| Material provided |
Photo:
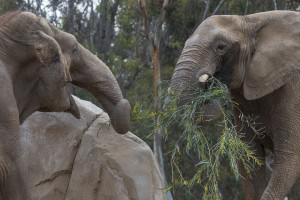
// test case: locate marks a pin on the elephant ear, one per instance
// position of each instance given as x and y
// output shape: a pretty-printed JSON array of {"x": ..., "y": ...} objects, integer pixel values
[
  {"x": 46, "y": 48},
  {"x": 275, "y": 59}
]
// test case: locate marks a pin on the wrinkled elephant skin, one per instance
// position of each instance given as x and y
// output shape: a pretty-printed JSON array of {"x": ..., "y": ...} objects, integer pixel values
[
  {"x": 37, "y": 62},
  {"x": 258, "y": 57}
]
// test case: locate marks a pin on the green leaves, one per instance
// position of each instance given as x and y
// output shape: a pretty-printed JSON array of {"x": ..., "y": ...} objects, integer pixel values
[{"x": 206, "y": 147}]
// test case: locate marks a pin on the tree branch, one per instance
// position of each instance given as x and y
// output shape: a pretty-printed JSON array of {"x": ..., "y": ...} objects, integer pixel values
[
  {"x": 145, "y": 17},
  {"x": 160, "y": 22}
]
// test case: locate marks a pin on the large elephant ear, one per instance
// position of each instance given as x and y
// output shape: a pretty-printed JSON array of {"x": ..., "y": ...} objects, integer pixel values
[{"x": 276, "y": 57}]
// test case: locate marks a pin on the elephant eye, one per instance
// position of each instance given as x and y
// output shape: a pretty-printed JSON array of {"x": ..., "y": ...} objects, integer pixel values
[
  {"x": 56, "y": 58},
  {"x": 220, "y": 48}
]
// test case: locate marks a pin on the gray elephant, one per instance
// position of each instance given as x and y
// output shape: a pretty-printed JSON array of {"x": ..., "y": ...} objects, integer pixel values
[
  {"x": 258, "y": 58},
  {"x": 37, "y": 61}
]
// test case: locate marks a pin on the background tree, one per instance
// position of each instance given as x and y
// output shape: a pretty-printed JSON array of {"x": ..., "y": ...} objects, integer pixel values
[{"x": 115, "y": 31}]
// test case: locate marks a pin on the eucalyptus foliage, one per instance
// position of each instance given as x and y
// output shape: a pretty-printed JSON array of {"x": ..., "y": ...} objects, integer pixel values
[{"x": 208, "y": 149}]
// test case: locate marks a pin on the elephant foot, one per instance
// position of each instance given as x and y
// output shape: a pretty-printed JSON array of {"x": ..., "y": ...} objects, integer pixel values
[{"x": 120, "y": 117}]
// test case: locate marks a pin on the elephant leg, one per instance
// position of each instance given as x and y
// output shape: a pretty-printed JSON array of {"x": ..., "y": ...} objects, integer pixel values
[
  {"x": 254, "y": 186},
  {"x": 285, "y": 174},
  {"x": 12, "y": 186}
]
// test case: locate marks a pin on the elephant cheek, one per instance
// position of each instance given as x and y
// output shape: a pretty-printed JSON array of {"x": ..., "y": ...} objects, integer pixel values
[
  {"x": 73, "y": 108},
  {"x": 120, "y": 117}
]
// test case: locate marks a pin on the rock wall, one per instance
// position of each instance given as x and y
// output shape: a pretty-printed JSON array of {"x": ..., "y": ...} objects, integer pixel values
[{"x": 71, "y": 159}]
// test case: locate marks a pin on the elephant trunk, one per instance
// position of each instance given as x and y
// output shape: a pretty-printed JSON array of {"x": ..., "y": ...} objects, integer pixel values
[
  {"x": 189, "y": 76},
  {"x": 92, "y": 74},
  {"x": 184, "y": 79}
]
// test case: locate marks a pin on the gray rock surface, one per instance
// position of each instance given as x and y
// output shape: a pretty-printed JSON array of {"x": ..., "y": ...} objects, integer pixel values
[{"x": 71, "y": 159}]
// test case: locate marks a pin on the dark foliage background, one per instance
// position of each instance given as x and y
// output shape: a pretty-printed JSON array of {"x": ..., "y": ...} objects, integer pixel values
[{"x": 114, "y": 30}]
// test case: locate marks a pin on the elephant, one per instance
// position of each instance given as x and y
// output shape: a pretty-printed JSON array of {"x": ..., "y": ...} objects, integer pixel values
[
  {"x": 38, "y": 62},
  {"x": 257, "y": 57}
]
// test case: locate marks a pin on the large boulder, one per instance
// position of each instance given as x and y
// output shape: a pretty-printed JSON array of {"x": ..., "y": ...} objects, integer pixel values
[{"x": 67, "y": 158}]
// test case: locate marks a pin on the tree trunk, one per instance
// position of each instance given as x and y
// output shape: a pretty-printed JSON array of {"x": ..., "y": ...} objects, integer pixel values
[{"x": 154, "y": 46}]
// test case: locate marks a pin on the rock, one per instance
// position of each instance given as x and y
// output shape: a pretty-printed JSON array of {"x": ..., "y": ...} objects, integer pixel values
[{"x": 71, "y": 159}]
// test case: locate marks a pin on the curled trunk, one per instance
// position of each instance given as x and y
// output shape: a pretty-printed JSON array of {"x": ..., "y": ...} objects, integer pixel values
[{"x": 92, "y": 74}]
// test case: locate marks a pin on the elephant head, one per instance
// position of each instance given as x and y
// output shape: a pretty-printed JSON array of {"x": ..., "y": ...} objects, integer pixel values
[
  {"x": 247, "y": 53},
  {"x": 36, "y": 68},
  {"x": 81, "y": 67}
]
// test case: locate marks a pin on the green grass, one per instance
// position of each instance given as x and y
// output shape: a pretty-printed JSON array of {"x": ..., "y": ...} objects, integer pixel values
[{"x": 208, "y": 146}]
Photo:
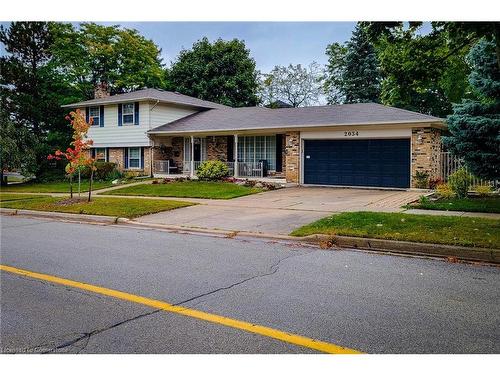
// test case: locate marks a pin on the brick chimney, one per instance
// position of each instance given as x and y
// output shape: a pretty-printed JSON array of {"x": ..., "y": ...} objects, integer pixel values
[{"x": 101, "y": 90}]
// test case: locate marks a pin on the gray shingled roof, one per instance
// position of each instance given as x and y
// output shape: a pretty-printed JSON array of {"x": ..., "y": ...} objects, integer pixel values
[
  {"x": 250, "y": 118},
  {"x": 150, "y": 94}
]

| Problem details |
Please convert all of the material above into a JSON list of strings, one string per line, with blank lines left out. Leave the pictures out of the answer.

| Result of the task |
[
  "Photo:",
  "// test case: locate marks a pin on the elephant ear, one per instance",
  "// position of each instance given as x and y",
  "// output shape: a pretty-printed JSON array of {\"x\": ..., \"y\": ...} objects, integer pixel values",
  "[",
  "  {\"x\": 46, \"y\": 48},",
  "  {\"x\": 275, \"y\": 59}",
  "]",
  "// test case: locate marks a pin on the wrinkled elephant skin, one per instance",
  "// position of each instance given as x and y",
  "// output shape: a pretty-printed JSON array of {\"x\": ..., \"y\": ...} objects, integer pixel values",
  "[",
  "  {\"x\": 37, \"y\": 62},",
  "  {\"x\": 258, \"y\": 57}",
  "]",
  "// test case: locate marks a pin on the green leaves, one per instance",
  "// position of each instance given as x and y",
  "// output shape: a pretty-printed JSON array of {\"x\": ..., \"y\": ...} objects, integer pixel values",
  "[{\"x\": 206, \"y\": 147}]",
  "// test case: locate marks a pin on the tree branch, one per instance",
  "// position of each instance given as x and y",
  "// output shape: a pretty-printed JSON array of {\"x\": ..., \"y\": ...} objects, integer pixel values",
  "[",
  "  {\"x\": 145, \"y\": 17},",
  "  {\"x\": 160, \"y\": 22}",
  "]",
  "// test case: locate marks a pin on the large elephant ear, one per instance",
  "// position of each instance given as x and y",
  "// output shape: a pretty-printed JSON array of {\"x\": ..., \"y\": ...} objects, integer pixel values",
  "[{\"x\": 276, \"y\": 57}]",
  "// test case: locate marks a pin on the elephant eye, one per instance",
  "// position of each instance given as x and y",
  "// output shape: a pretty-printed JSON array of {\"x\": ..., \"y\": ...} objects, integer pixel values",
  "[",
  "  {\"x\": 56, \"y\": 58},",
  "  {\"x\": 220, \"y\": 48}",
  "]",
  "// test case: locate marks a pin on the gray elephant, one per instance",
  "// position of each instance given as x and y",
  "// output shape: a pretty-printed JSON array of {\"x\": ..., \"y\": ...} objects, integer pixel values",
  "[",
  "  {\"x\": 258, \"y\": 58},",
  "  {\"x\": 37, \"y\": 61}",
  "]",
  "// test case: locate marks a pin on the background tree, one per instance",
  "// position of each instance given as x and y",
  "// output shape: a pretty-printed JSON array of {\"x\": ..., \"y\": ...} objects, integer pixel values",
  "[{\"x\": 115, \"y\": 31}]",
  "// test case: locate marks a pin on the eucalyptus foliage, one per instance",
  "// position of each instance given as x and y",
  "// output shape: a pretty-printed JSON array of {\"x\": ..., \"y\": ...} objects, integer pixel values",
  "[{\"x\": 208, \"y\": 149}]",
  "// test case: locate marks a pin on the elephant foot, one per instance",
  "// position of each instance given as x and y",
  "// output shape: a pretty-printed JSON array of {\"x\": ..., \"y\": ...} objects, integer pixel values",
  "[{\"x\": 120, \"y\": 117}]",
  "// test case: locate marks a pin on the elephant leg, one per instance",
  "// position of each instance given as x and y",
  "// output shape: a pretty-printed JSON array of {\"x\": ..., \"y\": ...} objects, integer pixel values",
  "[",
  "  {\"x\": 254, \"y\": 186},",
  "  {\"x\": 285, \"y\": 174},",
  "  {\"x\": 12, \"y\": 186}",
  "]",
  "// test case: locate marks a pin on the elephant cheek, one per instance",
  "// position of each instance given as x and y",
  "// output shape: a pretty-printed JSON array of {\"x\": ..., \"y\": ...} objects, integer pixel values",
  "[",
  "  {\"x\": 73, \"y\": 108},",
  "  {\"x\": 120, \"y\": 117}",
  "]",
  "// test case: locate marks a pin on the rock wall, one per instance",
  "// position of each instance given as x and y",
  "// output shape: a pretty-printed JSON array of {\"x\": ..., \"y\": ...} objects, integer pixel values",
  "[{\"x\": 71, \"y\": 159}]",
  "// test case: locate marks a pin on the elephant trunk, one per instance",
  "// position of each instance given as x and y",
  "// output shape: a pretty-printed JSON array of {\"x\": ..., \"y\": ...} objects, integer pixel values",
  "[",
  "  {\"x\": 189, \"y\": 76},",
  "  {\"x\": 92, \"y\": 74},",
  "  {\"x\": 184, \"y\": 79}",
  "]",
  "// test case: locate marks a pin on the gray rock surface, one per instance",
  "// position of each instance given as x and y",
  "// output shape: a pretty-printed JSON array of {\"x\": ..., \"y\": ...} objects, integer pixel values",
  "[{\"x\": 71, \"y\": 159}]",
  "// test case: locate marks a pin on the dark foliage background, one per instance",
  "// position of each instance given as x and y",
  "// output shape: a pretty-printed JSON array of {\"x\": ..., \"y\": ...} objects, integer pixel values",
  "[{\"x\": 114, \"y\": 30}]",
  "// test case: locate marks a pin on the elephant, one per instance",
  "// position of each instance given as x and y",
  "// output shape: a pretty-printed JSON array of {\"x\": ..., \"y\": ...} objects, integer pixel values",
  "[",
  "  {\"x\": 38, \"y\": 62},",
  "  {\"x\": 257, \"y\": 57}",
  "]",
  "// test case: locate marks a pin on the large boulder, one per instance",
  "// position of each instance given as x and y",
  "// output shape: a pretty-printed JSON array of {\"x\": ..., \"y\": ...} objects, integer pixel values",
  "[{\"x\": 67, \"y\": 158}]",
  "// test case: locate marks a pin on the tree trunk, one per instance",
  "// position of each instance given as x and y",
  "// output shape: a pretty-printed JSON array of {\"x\": ..., \"y\": ...} objects, integer pixel values",
  "[{\"x\": 154, \"y\": 46}]",
  "// test case: locate marks a pin on the rock, one per instance",
  "// position of each instance given as x and y",
  "// output shape: a pretty-printed JSON array of {\"x\": ..., \"y\": ...} objects, integer pixel values",
  "[{\"x\": 71, \"y\": 159}]",
  "// test case: locate marks a pin on the curled trunk, one per instance",
  "// position of each instance given as x and y",
  "// output shape: a pretty-printed JSON array of {\"x\": ..., \"y\": ...} objects, integer pixel values",
  "[{\"x\": 92, \"y\": 74}]",
  "// test case: locate marks a pin on the elephant head, one per instance",
  "// position of each instance given as x and y",
  "// output shape: a pretty-printed JSON array of {\"x\": ..., \"y\": ...} objects, integer pixel values",
  "[",
  "  {\"x\": 247, \"y\": 53},",
  "  {\"x\": 36, \"y\": 68},",
  "  {\"x\": 81, \"y\": 67}",
  "]",
  "// test case: locate marks a pin on the green grass, one per instance",
  "// position of each instance given as x and y",
  "// output shape: a pretty-printed JSON array of {\"x\": ..., \"y\": ...} objects, integer pixel values",
  "[{\"x\": 208, \"y\": 146}]",
  "Photo:",
  "// test case: locate marks a pin on the brick chimney, one per instance",
  "// position of each instance given as x and y",
  "// output shape: a pretty-printed JSON array of {\"x\": ..., \"y\": ...} objects, integer pixel values",
  "[{\"x\": 101, \"y\": 90}]",
  "// test case: locate marks a pin on the gray shingled roof, one per instance",
  "// position of each instance given as x and y",
  "// output shape: a pretty-printed JSON array of {\"x\": ..., \"y\": ...} objects, integer pixel values",
  "[",
  "  {\"x\": 250, \"y\": 118},",
  "  {\"x\": 150, \"y\": 94}",
  "]"
]